#### A run of lines:
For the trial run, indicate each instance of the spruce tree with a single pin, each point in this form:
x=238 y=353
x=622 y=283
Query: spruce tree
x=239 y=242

#### Work required:
Copy out every one of the lines above, word for word.

#### Task solution:
For the trial run, indicate each instance of the spruce tree with a single pin, each point in this form:
x=238 y=353
x=622 y=283
Query: spruce tree
x=239 y=242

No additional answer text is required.